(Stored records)

===

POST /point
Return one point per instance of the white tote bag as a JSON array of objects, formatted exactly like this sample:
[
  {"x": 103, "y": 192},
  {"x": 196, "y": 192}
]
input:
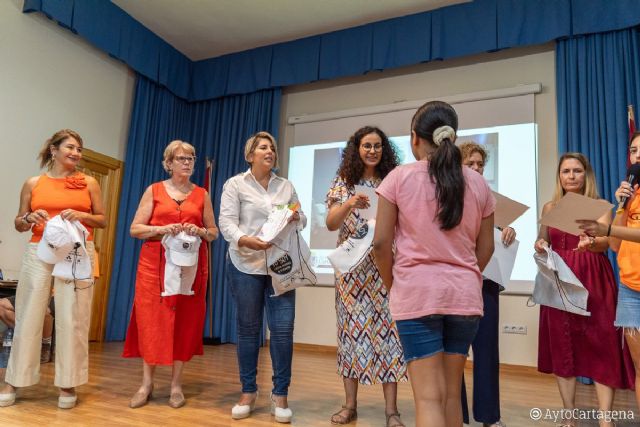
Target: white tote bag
[
  {"x": 288, "y": 262},
  {"x": 557, "y": 286},
  {"x": 353, "y": 251},
  {"x": 277, "y": 221}
]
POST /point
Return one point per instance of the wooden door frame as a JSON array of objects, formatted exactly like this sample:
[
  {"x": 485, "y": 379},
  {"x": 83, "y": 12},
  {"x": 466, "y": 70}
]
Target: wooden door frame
[{"x": 100, "y": 301}]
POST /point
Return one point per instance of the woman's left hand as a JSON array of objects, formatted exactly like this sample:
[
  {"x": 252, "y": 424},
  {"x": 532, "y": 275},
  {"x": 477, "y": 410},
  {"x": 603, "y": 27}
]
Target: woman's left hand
[
  {"x": 73, "y": 215},
  {"x": 294, "y": 217},
  {"x": 508, "y": 236},
  {"x": 592, "y": 228},
  {"x": 585, "y": 243},
  {"x": 192, "y": 229}
]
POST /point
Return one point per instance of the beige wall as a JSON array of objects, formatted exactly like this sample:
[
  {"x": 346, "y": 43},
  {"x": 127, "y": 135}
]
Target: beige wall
[
  {"x": 315, "y": 313},
  {"x": 51, "y": 79}
]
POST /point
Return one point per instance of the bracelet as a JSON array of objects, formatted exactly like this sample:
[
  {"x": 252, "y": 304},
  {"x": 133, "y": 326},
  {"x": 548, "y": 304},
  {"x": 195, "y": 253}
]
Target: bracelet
[{"x": 25, "y": 218}]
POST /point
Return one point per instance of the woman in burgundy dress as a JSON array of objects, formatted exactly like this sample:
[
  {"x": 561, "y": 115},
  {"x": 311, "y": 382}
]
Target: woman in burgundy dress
[
  {"x": 572, "y": 345},
  {"x": 167, "y": 330}
]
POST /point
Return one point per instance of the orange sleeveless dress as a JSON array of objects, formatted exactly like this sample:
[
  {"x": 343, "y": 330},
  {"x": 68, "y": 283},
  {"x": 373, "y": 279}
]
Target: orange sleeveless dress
[
  {"x": 164, "y": 329},
  {"x": 57, "y": 194}
]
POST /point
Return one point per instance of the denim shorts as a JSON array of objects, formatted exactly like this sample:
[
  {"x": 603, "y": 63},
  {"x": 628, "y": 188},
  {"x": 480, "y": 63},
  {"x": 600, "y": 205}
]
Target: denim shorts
[
  {"x": 428, "y": 335},
  {"x": 628, "y": 310}
]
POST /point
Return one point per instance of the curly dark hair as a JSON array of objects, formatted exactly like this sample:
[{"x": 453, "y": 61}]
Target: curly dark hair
[{"x": 352, "y": 167}]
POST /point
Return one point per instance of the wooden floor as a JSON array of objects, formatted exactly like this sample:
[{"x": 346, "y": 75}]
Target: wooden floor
[{"x": 211, "y": 388}]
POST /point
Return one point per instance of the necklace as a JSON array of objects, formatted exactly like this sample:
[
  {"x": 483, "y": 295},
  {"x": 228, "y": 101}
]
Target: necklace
[{"x": 182, "y": 190}]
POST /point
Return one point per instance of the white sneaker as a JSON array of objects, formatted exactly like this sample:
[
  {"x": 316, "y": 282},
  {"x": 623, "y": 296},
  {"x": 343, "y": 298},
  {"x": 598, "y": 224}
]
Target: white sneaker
[
  {"x": 239, "y": 412},
  {"x": 282, "y": 415},
  {"x": 7, "y": 399},
  {"x": 67, "y": 402}
]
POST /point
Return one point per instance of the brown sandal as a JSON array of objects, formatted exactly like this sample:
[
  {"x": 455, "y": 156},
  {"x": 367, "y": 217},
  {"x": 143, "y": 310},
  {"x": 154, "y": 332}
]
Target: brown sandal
[
  {"x": 339, "y": 419},
  {"x": 396, "y": 417}
]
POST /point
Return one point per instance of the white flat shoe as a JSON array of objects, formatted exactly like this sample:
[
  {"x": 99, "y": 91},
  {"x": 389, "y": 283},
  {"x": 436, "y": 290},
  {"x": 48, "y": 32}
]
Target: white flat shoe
[
  {"x": 282, "y": 415},
  {"x": 7, "y": 399},
  {"x": 239, "y": 412},
  {"x": 67, "y": 402}
]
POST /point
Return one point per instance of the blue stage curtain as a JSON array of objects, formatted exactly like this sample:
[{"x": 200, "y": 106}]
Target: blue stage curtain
[
  {"x": 218, "y": 129},
  {"x": 597, "y": 76},
  {"x": 463, "y": 29}
]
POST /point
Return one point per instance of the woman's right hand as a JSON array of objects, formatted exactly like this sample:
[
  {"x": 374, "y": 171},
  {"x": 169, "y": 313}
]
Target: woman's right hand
[
  {"x": 540, "y": 245},
  {"x": 359, "y": 201},
  {"x": 39, "y": 216},
  {"x": 172, "y": 229},
  {"x": 253, "y": 243},
  {"x": 625, "y": 190}
]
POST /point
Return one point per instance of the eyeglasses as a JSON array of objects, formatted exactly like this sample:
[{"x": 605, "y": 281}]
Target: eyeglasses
[
  {"x": 367, "y": 147},
  {"x": 185, "y": 159}
]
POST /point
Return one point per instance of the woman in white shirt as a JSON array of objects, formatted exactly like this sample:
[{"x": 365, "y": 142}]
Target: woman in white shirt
[{"x": 247, "y": 200}]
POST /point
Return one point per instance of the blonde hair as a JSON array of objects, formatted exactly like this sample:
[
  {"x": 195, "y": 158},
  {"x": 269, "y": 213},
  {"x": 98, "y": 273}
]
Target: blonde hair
[
  {"x": 170, "y": 152},
  {"x": 45, "y": 156},
  {"x": 470, "y": 147},
  {"x": 252, "y": 143},
  {"x": 590, "y": 187}
]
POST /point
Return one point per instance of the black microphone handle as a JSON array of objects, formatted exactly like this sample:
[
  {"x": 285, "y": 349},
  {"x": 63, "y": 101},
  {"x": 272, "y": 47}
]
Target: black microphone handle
[{"x": 623, "y": 202}]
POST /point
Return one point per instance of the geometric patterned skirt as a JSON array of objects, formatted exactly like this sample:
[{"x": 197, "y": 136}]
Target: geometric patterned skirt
[{"x": 369, "y": 348}]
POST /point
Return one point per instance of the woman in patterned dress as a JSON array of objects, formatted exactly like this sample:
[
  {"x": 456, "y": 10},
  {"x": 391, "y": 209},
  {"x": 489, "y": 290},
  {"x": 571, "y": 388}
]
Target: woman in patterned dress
[{"x": 369, "y": 350}]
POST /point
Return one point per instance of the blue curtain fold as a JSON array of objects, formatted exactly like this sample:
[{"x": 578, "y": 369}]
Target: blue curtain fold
[
  {"x": 597, "y": 76},
  {"x": 463, "y": 29},
  {"x": 218, "y": 130}
]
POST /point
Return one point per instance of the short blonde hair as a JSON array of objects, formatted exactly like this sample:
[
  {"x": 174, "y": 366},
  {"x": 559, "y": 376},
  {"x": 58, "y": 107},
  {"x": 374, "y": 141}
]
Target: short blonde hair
[
  {"x": 252, "y": 143},
  {"x": 470, "y": 147},
  {"x": 170, "y": 152},
  {"x": 590, "y": 188}
]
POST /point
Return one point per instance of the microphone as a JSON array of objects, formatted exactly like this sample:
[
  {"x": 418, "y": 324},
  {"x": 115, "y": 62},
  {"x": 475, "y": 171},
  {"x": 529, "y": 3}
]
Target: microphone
[{"x": 633, "y": 174}]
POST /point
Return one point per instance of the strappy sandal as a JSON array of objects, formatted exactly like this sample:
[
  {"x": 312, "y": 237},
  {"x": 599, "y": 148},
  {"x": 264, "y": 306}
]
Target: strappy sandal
[
  {"x": 397, "y": 422},
  {"x": 339, "y": 419}
]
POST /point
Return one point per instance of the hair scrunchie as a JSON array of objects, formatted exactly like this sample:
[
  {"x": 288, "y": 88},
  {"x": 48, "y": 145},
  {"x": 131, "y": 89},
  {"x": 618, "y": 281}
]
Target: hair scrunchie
[{"x": 442, "y": 133}]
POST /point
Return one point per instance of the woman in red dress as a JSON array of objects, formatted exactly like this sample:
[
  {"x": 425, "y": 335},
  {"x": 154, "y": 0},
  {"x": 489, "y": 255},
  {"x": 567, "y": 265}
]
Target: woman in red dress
[
  {"x": 167, "y": 330},
  {"x": 572, "y": 345}
]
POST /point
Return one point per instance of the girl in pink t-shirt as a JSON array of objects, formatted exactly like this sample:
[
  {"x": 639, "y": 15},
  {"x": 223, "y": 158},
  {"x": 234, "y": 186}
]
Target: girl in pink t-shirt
[{"x": 440, "y": 217}]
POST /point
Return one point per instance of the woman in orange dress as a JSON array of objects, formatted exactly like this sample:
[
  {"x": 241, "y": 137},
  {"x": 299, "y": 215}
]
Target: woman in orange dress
[
  {"x": 167, "y": 330},
  {"x": 64, "y": 191}
]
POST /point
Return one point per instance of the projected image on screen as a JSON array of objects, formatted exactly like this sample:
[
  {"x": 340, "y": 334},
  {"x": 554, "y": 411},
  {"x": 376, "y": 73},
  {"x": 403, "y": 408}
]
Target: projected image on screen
[{"x": 512, "y": 154}]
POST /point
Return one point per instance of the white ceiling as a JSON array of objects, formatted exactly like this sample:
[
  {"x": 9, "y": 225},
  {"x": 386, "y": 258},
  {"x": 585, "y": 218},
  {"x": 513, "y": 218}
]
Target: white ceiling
[{"x": 207, "y": 28}]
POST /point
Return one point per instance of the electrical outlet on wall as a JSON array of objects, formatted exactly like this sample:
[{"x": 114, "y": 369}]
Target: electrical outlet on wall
[{"x": 514, "y": 329}]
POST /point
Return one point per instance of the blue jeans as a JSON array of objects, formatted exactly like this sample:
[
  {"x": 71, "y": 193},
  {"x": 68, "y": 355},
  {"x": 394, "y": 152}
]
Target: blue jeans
[
  {"x": 486, "y": 361},
  {"x": 253, "y": 293}
]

===

WHAT YOU ARE ASKED TO DO
Give back, word for word, the lines from the one with "Target: electrical outlet on wall" through the last line of the entries, both included, and no other line.

RESPONSE
Target: electrical outlet on wall
[{"x": 514, "y": 329}]
POST /point
Return one point per instance of the blue jeans as a JSON array of objects, formatted exactly like this sample:
[
  {"x": 71, "y": 193},
  {"x": 68, "y": 355},
  {"x": 394, "y": 152}
]
Target: blue jeans
[
  {"x": 486, "y": 361},
  {"x": 253, "y": 293}
]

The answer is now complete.